= TASK TO COMPLETE =
Count the lines in the records below that contain the string "white", where case counts, and give only that number.

= EXERCISE MATERIALS =
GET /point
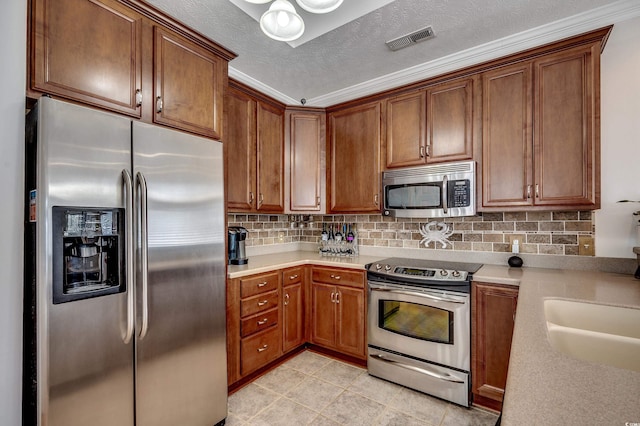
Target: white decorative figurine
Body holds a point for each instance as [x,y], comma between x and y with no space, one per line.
[436,231]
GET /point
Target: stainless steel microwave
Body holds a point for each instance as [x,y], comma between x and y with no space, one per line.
[442,190]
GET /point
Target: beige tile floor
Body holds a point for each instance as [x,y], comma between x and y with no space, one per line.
[312,389]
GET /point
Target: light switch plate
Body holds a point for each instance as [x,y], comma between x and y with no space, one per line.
[585,245]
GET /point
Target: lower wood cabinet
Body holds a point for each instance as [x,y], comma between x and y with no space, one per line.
[493,317]
[293,334]
[338,310]
[270,314]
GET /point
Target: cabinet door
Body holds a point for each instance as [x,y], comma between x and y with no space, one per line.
[293,317]
[188,85]
[240,151]
[305,160]
[566,136]
[494,309]
[323,314]
[355,159]
[450,121]
[88,51]
[350,330]
[270,151]
[406,130]
[506,137]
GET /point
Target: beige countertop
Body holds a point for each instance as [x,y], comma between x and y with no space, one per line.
[547,387]
[269,262]
[544,386]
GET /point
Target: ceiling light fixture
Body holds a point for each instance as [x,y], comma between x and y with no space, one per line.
[281,22]
[319,6]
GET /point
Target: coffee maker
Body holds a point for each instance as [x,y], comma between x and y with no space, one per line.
[236,245]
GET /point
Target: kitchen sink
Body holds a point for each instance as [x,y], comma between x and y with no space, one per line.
[593,332]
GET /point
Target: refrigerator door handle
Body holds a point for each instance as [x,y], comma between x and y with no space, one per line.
[128,190]
[141,182]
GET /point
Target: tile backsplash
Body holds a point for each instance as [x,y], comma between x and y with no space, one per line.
[557,233]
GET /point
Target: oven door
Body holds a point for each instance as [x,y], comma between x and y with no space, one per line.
[431,325]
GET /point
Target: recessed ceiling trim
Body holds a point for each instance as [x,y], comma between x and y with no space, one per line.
[574,25]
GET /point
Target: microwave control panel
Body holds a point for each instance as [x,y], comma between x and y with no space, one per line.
[459,193]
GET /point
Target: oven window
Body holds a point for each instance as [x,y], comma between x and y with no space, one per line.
[416,321]
[417,196]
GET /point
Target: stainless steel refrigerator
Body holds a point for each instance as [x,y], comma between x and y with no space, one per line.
[125,267]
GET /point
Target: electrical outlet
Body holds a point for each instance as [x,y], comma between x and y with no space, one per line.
[510,238]
[585,246]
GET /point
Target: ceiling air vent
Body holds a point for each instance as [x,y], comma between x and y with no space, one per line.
[409,39]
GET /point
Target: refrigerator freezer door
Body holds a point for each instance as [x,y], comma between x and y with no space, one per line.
[85,370]
[180,325]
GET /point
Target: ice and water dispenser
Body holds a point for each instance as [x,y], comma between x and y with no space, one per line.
[88,253]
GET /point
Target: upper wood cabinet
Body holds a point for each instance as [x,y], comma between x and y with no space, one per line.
[406,130]
[507,144]
[270,151]
[541,143]
[254,151]
[305,164]
[431,126]
[450,121]
[121,56]
[355,159]
[90,51]
[240,150]
[189,82]
[566,137]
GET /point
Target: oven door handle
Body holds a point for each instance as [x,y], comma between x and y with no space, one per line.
[418,294]
[447,377]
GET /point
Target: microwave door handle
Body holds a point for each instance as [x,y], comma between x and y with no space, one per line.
[445,194]
[418,294]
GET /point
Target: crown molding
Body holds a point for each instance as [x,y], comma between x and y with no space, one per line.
[548,33]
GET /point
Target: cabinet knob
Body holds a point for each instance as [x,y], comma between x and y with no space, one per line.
[138,97]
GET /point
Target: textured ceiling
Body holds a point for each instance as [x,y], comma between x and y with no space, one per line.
[355,53]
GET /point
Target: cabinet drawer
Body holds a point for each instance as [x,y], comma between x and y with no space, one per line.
[259,303]
[339,277]
[259,349]
[292,276]
[258,322]
[256,285]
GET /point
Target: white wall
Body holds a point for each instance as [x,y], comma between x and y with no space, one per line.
[12,84]
[616,233]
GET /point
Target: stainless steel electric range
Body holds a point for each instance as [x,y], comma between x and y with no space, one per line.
[419,323]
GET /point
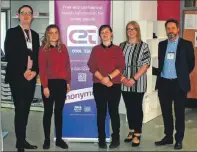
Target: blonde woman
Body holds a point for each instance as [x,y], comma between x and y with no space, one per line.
[134,79]
[55,76]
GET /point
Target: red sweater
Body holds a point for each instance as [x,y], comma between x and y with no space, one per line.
[106,60]
[54,65]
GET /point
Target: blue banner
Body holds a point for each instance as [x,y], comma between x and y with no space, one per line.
[79,22]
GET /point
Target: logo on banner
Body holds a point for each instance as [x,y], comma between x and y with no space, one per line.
[82,35]
[82,77]
[87,109]
[79,95]
[77,108]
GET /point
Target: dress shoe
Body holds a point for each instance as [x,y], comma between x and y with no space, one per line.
[102,144]
[46,144]
[61,143]
[129,137]
[29,146]
[178,145]
[136,144]
[114,144]
[21,150]
[164,141]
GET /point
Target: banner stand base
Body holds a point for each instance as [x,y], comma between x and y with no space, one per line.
[83,139]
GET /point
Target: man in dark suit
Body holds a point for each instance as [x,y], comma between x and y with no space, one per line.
[175,63]
[21,52]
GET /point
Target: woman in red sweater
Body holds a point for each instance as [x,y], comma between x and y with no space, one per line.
[55,75]
[106,62]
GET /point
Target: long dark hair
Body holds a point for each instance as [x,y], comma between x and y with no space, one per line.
[46,41]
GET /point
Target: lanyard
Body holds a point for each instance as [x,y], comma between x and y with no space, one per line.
[26,37]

= THE REPLY =
2